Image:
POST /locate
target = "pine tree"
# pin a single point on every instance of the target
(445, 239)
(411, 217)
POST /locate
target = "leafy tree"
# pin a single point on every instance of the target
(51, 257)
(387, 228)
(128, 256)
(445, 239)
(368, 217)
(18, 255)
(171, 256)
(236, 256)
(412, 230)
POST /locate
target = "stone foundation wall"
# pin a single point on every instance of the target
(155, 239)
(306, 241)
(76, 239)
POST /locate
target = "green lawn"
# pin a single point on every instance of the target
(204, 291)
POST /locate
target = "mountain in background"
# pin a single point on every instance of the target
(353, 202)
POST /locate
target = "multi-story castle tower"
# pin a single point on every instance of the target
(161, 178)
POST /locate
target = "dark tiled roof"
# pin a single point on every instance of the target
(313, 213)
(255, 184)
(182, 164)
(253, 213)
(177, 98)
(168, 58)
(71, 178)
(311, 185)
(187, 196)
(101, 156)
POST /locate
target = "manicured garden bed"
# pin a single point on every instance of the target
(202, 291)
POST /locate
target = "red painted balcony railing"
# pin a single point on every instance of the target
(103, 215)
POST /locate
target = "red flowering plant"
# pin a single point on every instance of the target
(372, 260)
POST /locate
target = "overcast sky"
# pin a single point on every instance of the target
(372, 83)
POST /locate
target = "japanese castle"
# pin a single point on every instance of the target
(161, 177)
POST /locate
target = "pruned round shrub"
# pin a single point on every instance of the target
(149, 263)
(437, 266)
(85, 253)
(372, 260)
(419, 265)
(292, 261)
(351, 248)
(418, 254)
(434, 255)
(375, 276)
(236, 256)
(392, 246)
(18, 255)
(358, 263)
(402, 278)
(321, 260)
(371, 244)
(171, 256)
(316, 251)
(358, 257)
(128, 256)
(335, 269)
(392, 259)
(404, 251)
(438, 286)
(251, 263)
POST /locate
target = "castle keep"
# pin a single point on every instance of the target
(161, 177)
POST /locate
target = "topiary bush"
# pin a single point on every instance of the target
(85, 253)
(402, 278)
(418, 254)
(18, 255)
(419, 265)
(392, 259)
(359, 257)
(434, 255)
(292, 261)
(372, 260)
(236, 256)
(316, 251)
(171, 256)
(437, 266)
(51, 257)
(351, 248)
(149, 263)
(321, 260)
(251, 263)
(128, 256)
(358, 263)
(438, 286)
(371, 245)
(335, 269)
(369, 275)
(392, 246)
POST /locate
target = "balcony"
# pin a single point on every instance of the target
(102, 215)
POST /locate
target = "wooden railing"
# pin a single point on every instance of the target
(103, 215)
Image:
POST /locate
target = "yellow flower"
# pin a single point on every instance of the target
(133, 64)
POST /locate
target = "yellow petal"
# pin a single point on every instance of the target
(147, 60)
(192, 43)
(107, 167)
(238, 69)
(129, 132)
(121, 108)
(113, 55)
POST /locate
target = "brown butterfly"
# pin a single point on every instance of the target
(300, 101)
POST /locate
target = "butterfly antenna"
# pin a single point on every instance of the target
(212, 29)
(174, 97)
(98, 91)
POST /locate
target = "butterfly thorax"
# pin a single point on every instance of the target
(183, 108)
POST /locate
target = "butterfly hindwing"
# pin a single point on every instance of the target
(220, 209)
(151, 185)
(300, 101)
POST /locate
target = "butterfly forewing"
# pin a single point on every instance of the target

•••

Reproduce the data exactly. Keep every line intact.

• _Expected answer_:
Image:
POST /locate
target = "pine tree"
# pin a single point on every instance of the target
(445, 239)
(411, 217)
POST /locate
target = "leafy tree"
# pin a single point on every instance of the target
(51, 257)
(387, 228)
(128, 256)
(445, 239)
(368, 217)
(18, 255)
(171, 256)
(236, 256)
(412, 230)
POST /locate
target = "stone foundation wall"
# pin a single point on every instance of the target
(155, 239)
(306, 241)
(76, 239)
POST /locate
target = "green lawn"
# pin a single point on every instance of the target
(204, 291)
POST /locate
target = "mountain in background"
# pin a single point on every instance of the target
(353, 202)
POST /locate
target = "multi-story castle tower"
# pin a single point on every instance of the target
(161, 178)
POST /locate
target = "dark tiled roof"
# pin a single point on every instance of the target
(313, 213)
(255, 184)
(182, 164)
(253, 213)
(177, 98)
(168, 58)
(71, 178)
(311, 185)
(187, 196)
(101, 156)
POST /locate
target = "manicured garden bed"
# pin a single point on every instance of the target
(202, 291)
POST /locate
target = "red painted balcony railing"
# pin a single point on every instance of the target
(103, 215)
POST /locate
target = "red flowering plant"
# pin a single point on every instance of the target
(372, 260)
POST /locate
target = "overcast sky"
# pin a single point on every instance of the target
(372, 83)
POST /locate
target = "japanese castle"
# pin a single point on every instance of the target
(161, 177)
POST /locate
target = "pruned round shrub"
# pin a single point on every instance of the target
(149, 263)
(437, 266)
(85, 253)
(372, 260)
(419, 265)
(292, 261)
(351, 248)
(418, 254)
(434, 255)
(375, 276)
(236, 256)
(392, 246)
(18, 255)
(358, 263)
(402, 278)
(321, 260)
(371, 244)
(171, 256)
(316, 251)
(358, 257)
(128, 256)
(335, 269)
(392, 259)
(404, 251)
(438, 286)
(251, 263)
POST /locate
target = "castle keep"
# pin a single point on every instance of the target
(161, 177)
POST /locate
target = "topiary bush"
# pin a single point on every instance of the target
(85, 253)
(402, 278)
(418, 254)
(18, 255)
(419, 265)
(392, 259)
(359, 257)
(434, 255)
(292, 261)
(372, 260)
(236, 256)
(316, 251)
(171, 256)
(437, 266)
(51, 257)
(351, 248)
(149, 263)
(321, 260)
(251, 263)
(128, 256)
(358, 263)
(438, 286)
(371, 245)
(335, 269)
(369, 275)
(392, 246)
POST /locate
target = "balcony"
# pin a single point on every instance of the target
(102, 215)
POST /locate
target = "wooden railing"
# pin a single point on every instance of the target
(103, 215)
Image:
POST /locate
target = "yellow flower"
# pin a single point on every instance of the target
(133, 64)
POST /locate
target = "yellow petal"
# pin a single point on every instance of the target
(147, 60)
(192, 43)
(107, 167)
(238, 69)
(129, 132)
(121, 108)
(113, 55)
POST /locate
target = "brown butterfly"
# pin a single point on every instance of the target
(300, 101)
POST /locate
target = "butterfly antenna"
# pin a single point on every instance of the target
(212, 29)
(174, 97)
(98, 91)
POST /locate
target = "butterfly thorax"
# pin a single point on every instance of the target
(183, 108)
POST /locate
target = "butterfly hindwing"
# pin a single point on every instance of the target
(220, 209)
(151, 185)
(300, 101)
POST /locate
target = "butterfly forewing"
# pin a single point on every instance of the target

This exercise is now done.